→ To do
All of the records below need to be returned exactly.

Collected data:
##########

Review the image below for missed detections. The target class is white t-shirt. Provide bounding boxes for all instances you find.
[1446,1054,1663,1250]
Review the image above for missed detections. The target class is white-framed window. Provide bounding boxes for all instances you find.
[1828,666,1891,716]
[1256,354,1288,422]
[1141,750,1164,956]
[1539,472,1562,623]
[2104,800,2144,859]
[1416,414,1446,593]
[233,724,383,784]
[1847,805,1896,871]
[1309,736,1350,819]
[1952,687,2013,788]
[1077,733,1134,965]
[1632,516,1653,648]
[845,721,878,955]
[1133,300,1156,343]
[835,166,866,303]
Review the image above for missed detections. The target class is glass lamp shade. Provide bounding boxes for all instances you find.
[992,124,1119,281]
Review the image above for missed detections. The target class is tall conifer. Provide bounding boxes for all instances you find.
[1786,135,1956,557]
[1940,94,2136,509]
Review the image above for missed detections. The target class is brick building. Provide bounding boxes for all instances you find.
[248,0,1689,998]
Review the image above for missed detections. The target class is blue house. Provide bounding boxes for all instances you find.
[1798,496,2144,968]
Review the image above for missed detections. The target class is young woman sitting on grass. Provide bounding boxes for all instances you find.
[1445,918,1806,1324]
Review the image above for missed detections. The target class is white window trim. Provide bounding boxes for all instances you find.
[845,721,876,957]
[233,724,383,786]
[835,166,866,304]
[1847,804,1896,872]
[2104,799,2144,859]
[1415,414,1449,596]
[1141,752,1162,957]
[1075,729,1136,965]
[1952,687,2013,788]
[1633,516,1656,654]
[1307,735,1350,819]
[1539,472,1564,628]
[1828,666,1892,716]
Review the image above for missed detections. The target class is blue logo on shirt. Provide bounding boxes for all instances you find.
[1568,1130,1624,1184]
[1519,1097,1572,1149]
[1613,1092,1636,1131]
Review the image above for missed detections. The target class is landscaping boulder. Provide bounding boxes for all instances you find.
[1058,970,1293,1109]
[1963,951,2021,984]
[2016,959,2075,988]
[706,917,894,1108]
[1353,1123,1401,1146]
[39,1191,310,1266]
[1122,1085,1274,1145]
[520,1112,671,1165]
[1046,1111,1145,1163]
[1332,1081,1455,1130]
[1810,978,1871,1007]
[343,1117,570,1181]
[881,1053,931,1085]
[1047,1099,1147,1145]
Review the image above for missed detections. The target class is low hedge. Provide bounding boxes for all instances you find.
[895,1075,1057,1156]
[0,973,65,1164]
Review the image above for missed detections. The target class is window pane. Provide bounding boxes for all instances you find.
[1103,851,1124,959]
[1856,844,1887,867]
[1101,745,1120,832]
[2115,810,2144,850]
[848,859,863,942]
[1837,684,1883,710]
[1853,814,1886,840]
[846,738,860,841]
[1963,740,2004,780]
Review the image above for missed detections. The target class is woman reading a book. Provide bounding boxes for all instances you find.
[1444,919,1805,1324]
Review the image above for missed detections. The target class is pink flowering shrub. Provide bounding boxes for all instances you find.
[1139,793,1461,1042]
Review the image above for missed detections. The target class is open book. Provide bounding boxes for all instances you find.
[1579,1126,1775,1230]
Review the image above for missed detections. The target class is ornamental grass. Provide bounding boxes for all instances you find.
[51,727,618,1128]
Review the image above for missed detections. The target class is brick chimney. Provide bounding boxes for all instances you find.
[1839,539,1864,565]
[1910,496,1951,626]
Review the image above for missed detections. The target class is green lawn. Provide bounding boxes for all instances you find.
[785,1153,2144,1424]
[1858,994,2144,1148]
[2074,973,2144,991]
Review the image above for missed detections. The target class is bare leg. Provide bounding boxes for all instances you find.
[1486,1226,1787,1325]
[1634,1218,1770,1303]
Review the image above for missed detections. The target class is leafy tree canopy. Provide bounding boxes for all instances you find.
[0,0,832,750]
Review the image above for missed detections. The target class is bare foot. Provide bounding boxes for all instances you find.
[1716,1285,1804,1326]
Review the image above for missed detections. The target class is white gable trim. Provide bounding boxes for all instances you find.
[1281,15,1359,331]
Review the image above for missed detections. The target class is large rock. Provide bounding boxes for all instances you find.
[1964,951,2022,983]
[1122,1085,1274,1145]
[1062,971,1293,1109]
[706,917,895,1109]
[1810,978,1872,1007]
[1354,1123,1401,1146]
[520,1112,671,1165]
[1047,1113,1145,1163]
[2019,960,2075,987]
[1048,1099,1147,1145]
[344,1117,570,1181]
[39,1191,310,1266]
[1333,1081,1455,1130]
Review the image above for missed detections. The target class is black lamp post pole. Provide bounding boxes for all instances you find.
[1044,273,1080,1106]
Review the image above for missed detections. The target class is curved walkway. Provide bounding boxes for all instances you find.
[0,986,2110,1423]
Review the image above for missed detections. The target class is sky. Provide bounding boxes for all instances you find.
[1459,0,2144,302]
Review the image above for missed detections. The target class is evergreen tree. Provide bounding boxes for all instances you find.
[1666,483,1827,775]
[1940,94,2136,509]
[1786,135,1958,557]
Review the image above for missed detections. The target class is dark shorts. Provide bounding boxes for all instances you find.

##########

→ Written answer
Review the image below for missed detections. The target class is white t-shirt. Provide bounding boxes for all instances you find.
[1446,1054,1663,1250]
Review the image above for missed detections. The target class is white-framed window. Provide bounding boxes for all instances you find.
[1828,666,1891,716]
[1256,354,1288,422]
[1141,750,1164,956]
[1539,472,1562,623]
[2104,800,2144,859]
[1416,414,1446,593]
[233,724,383,784]
[1847,805,1896,871]
[1309,736,1350,819]
[1952,687,2013,788]
[1077,733,1134,965]
[1632,516,1653,648]
[845,721,878,955]
[1133,300,1156,343]
[835,166,866,303]
Review the image above for missed detections. The target class is glass lamp shade. Provide bounding boxes for all instances you find.
[992,124,1119,281]
Review the image above for missed detections. The target class is tall conifer. Provide bounding boxes for all instances you find.
[1786,135,1956,557]
[1940,94,2136,509]
Review the image above for missed detections. The target class is brick building. Provide bounding boxes for all instances you find.
[248,0,1689,998]
Review the image above for missed detections. The target class is blue house. Provide bounding boxes for all instances you find.
[1798,496,2144,968]
Review the image above for missed detections. The target class is young woman sitting on grass. Provide bounding boxes for all instances you find.
[1445,918,1806,1324]
Review the image above for missed detections. The target class is white window trim. Provide bounding boxes for all instances you find.
[845,721,876,957]
[233,724,383,786]
[835,166,866,304]
[1847,804,1896,872]
[2104,799,2144,859]
[1415,414,1449,596]
[1141,752,1162,957]
[1075,729,1136,965]
[1952,687,2013,788]
[1633,516,1656,654]
[1307,735,1350,819]
[1539,472,1564,628]
[1828,666,1892,716]
Review the image above for missed detections. The target class is blue logo on shirt. Provide bounding boxes for all instances you find.
[1568,1130,1624,1184]
[1519,1097,1572,1149]
[1613,1092,1636,1131]
Review the image above for missed detections. The target class is landscaping boulder. Provide bounding boxes for all instances you find.
[1058,970,1293,1109]
[1963,951,2021,984]
[2016,959,2075,988]
[706,917,894,1108]
[1353,1123,1401,1146]
[39,1191,310,1266]
[1122,1085,1274,1145]
[520,1112,671,1165]
[1046,1111,1145,1163]
[1332,1081,1455,1130]
[1810,978,1871,1007]
[343,1117,570,1181]
[881,1053,931,1085]
[1047,1099,1147,1145]
Review the image above for missed detections. The target class is low hedge. Provide bounding boxes for all instances you find.
[895,1075,1057,1156]
[0,973,65,1164]
Review the image above for missed detections. The target class is window pane. Provide bounding boxes for all instances you find.
[1103,851,1124,959]
[1856,844,1887,867]
[1101,745,1120,832]
[2115,810,2144,850]
[848,859,863,942]
[1837,684,1883,710]
[1853,814,1886,840]
[846,738,860,841]
[1963,740,2004,780]
Review the image above for missed detections. The target class is woman reading a book. Provide bounding boxes for all instances you find.
[1444,919,1805,1324]
Review the image above for missed detections. The target class is pink flowering shrub. Provide bounding boxes for all instances you find.
[1139,793,1461,1042]
Review the image above for missed detections. The target class is open book. Provide bounding boxes for all instances you find.
[1579,1126,1775,1230]
Review the image above for missed detections. The target class is ornamental grass. Provide bounding boxes for all instances you find.
[51,727,618,1128]
Review the image above for missed detections. The target class is brick chimney. Provide bounding boxes for all instances you find.
[1839,539,1864,565]
[1910,496,1951,626]
Review the image above for missed detections. The target class is green lawn. Provide bounding boxes for all instances you find.
[785,1153,2144,1424]
[1858,994,2144,1148]
[2074,973,2144,991]
Review the image above for missed detections. The target class is bare leg. Provide bounding boxes for all instances you find.
[1486,1226,1787,1325]
[1634,1218,1770,1303]
Review the image above for missed detections. The target class is leafy tree canopy. Provide bounding boxes for all instances you find.
[0,0,832,750]
Review the image above for missed detections. The target class is bare foot. Provide bounding boxes for all instances you find.
[1716,1285,1804,1326]
Review the image above for missed detections. The target class is white gable trim. Provide bounding boxes for all instances you find.
[1281,15,1359,331]
Review the image above for missed detections. The target class is large rock. Provide bounding boxes for all instances you find.
[1964,951,2022,983]
[1122,1085,1274,1145]
[1062,971,1293,1109]
[706,917,895,1109]
[1810,978,1872,1007]
[1354,1123,1401,1146]
[520,1112,671,1165]
[1047,1113,1145,1163]
[2019,960,2075,987]
[1048,1099,1147,1145]
[344,1117,570,1181]
[39,1191,310,1266]
[1333,1081,1455,1130]
Review the image above for missed detections. The target class is black lamp post pole. Provide bounding boxes for all instances you find.
[1044,273,1080,1106]
Review the image above for missed detections. The target class is curved walkway. Provide bounding boxes for all instances you find.
[0,986,2110,1423]
Review the image above for missed detections. The target class is sky. Provide bounding boxes for all instances you find.
[1459,0,2144,302]
Review the image above for missed detections. The target class is evergreen tree. Provide bounding boxes for all instances you find.
[1666,483,1827,775]
[1940,94,2136,509]
[1786,135,1958,557]
Review the image above for missed detections. The target class is dark shorts. Provide bounding boxes for all instances you find.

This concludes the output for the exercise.